WORK ORDER:
Write out the passage on paralyzed patients who use brain waves to communicate, word for word, from "What he teaches" up to and including "eating ice cream.".

SOURCE PASSAGE:
German neuroscientist Niels Birbaumer is teaching 11 paralyzed patients who can’t even blink their eyes how to use their brain waves to control a computer. They’ve learned to change the electrical signals coming from their brains by visualizing an arrow about to be shot from a bow or a runner crouched at the starting line. The electrical brain waves generated by these types of thoughts can used to control a cursor that selects letters to spell words, meaning these formerly mute people can now communicate.
Many of his patients have degenerative diseases such as Lou Gehrig’s disease (ALS, the disease the English physicist Stephen Hawking has). As the disease progresses, they lose the ability to move, talk, swallow or breathe. But their minds stay as sharp as ever. Michael Pellatt, an Australian ALS patient, says, “If you can’t communicate, it would be like living in a clear casket. It would make a huge difference.”
Their messages about being “locked in” aren’t as awful as Birbaumer imagined, before he taught them to communicate. “They describe sleep-like fantasies and thinking going on most of the time, not the desperation you would expect of someone in such a state,” he says. “There seems to be some changes in time perception. Time doesn’t seem to move as fast for them.”
Writing this way takes time?it can take 10 minutes to complete a short sentence. Birbaumer gets the best results with paralyzed patients who start learning how to use his Thought Translation Device before they lose their other means of communication, so they can move a finger or their blink eyes to indicate “yes” or “no.”
What he teaches is not like mediating?in fact, people who’ve studied meditation have more trouble learning his techniques. Healthy volunteers can learn to control their brain waves in three to four sessions, while it takes paralyzed patients take 30 to 40 sessions. However, some people, both healthy and paralyzed, simply can’t seem to learn how to do it. Birbaumer also teaches epileptics to avoid seizures by controlling their brain waves.
There are many different kinds of brain waves. Birbaumer teaches patients to control the ones called slow cortical potentials. Physicist Nigel Livingston uses alpha waves, which are generated by thinking about relaxing, pleasant things, such as clouds floating in the sky, walking on the sand in bare feet or eating ice cream.
Livingston started studying mind control because he has a disabled daughter. He worries about the moral position he’d be in if someone trapped in their body communicated that they wanted to die. But Birbaumer has found that paralyzed patients aren’t usually severely depressed and do find their lives worth living.
The next step would be to implant mind-control implants directly into a patient’s brain. Experiments with monkeys have shown that implanted electrodes can control brain waves much more efficiently, but so far, there have been no human volunteers. Birbaumer says, “They find this idea too risky.”

THE DATA:
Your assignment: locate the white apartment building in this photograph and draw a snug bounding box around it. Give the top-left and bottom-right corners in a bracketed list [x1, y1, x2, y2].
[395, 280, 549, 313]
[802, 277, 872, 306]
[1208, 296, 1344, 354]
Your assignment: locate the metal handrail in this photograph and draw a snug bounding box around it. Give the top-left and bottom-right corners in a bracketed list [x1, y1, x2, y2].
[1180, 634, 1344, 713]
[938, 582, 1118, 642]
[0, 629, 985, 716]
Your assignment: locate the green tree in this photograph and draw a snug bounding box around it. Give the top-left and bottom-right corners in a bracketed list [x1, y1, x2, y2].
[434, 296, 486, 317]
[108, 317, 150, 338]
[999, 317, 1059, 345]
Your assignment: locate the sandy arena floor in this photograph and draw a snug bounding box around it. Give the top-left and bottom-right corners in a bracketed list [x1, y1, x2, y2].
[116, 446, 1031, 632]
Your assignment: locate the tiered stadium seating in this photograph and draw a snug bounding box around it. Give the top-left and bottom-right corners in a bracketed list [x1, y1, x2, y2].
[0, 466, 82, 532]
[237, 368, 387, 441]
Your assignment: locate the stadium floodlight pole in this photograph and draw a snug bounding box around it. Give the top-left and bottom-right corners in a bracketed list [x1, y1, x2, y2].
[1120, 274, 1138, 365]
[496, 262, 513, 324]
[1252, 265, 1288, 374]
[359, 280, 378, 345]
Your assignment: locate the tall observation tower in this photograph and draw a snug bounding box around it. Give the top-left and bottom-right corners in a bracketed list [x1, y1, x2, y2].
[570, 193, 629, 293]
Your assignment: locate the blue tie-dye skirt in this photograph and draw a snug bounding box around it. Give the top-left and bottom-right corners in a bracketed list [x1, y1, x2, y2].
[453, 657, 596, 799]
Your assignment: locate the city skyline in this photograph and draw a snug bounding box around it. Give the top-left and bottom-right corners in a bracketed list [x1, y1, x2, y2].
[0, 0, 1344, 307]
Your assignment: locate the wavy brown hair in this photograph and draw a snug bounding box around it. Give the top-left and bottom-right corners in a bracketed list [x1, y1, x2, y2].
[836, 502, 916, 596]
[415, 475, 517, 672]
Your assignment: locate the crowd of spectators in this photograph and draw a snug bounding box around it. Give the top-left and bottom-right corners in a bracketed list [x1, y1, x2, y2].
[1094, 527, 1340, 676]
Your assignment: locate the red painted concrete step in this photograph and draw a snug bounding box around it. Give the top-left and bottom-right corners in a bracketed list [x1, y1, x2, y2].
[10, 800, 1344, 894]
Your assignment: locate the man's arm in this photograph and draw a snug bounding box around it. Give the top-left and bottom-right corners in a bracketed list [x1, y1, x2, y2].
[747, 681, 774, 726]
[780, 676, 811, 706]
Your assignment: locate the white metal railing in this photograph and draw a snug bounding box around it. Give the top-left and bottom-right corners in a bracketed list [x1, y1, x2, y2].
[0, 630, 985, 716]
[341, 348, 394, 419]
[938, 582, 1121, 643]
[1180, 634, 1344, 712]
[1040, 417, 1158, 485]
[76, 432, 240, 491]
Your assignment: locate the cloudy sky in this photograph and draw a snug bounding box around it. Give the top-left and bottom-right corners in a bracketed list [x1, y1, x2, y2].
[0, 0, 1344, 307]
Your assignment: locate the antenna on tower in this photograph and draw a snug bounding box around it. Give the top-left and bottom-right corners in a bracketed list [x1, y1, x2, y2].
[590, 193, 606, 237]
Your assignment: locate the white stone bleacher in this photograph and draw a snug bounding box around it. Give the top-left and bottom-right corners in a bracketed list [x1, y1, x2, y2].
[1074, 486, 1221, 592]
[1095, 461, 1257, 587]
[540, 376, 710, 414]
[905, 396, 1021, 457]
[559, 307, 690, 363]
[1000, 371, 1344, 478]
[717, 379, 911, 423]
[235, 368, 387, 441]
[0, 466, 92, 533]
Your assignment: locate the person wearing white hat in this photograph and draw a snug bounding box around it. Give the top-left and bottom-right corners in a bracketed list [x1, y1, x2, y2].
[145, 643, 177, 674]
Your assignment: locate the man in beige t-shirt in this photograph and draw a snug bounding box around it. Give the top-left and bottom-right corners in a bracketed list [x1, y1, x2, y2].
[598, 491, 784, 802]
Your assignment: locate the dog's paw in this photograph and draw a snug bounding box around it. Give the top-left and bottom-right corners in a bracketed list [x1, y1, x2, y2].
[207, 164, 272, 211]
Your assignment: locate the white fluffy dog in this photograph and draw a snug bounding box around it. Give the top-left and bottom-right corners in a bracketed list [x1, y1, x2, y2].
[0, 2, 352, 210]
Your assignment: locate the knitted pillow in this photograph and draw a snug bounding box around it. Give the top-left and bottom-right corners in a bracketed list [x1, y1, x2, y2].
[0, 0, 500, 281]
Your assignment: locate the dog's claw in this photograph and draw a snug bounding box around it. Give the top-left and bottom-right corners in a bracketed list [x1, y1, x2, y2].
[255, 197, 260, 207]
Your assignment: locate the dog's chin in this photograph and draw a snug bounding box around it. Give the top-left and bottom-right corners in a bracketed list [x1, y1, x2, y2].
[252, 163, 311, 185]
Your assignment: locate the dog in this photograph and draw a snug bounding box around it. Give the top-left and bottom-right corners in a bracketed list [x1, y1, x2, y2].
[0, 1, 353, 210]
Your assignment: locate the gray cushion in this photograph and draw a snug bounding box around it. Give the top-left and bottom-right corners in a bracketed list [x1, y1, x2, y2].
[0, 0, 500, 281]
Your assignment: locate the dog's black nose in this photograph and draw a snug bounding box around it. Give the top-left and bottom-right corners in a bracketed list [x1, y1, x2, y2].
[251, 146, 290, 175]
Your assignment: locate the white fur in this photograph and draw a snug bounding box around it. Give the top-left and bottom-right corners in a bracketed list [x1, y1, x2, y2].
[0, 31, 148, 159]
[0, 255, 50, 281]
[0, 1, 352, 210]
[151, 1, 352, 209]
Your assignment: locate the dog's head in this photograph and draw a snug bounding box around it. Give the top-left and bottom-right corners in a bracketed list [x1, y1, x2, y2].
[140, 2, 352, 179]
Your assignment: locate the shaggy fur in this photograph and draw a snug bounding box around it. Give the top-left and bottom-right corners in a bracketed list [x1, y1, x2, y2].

WORKED SOLUTION:
What he teaches is not like mediating?in fact, people who’ve studied meditation have more trouble learning his techniques. Healthy volunteers can learn to control their brain waves in three to four sessions, while it takes paralyzed patients take 30 to 40 sessions. However, some people, both healthy and paralyzed, simply can’t seem to learn how to do it. Birbaumer also teaches epileptics to avoid seizures by controlling their brain waves.
There are many different kinds of brain waves. Birbaumer teaches patients to control the ones called slow cortical potentials. Physicist Nigel Livingston uses alpha waves, which are generated by thinking about relaxing, pleasant things, such as clouds floating in the sky, walking on the sand in bare feet or eating ice cream.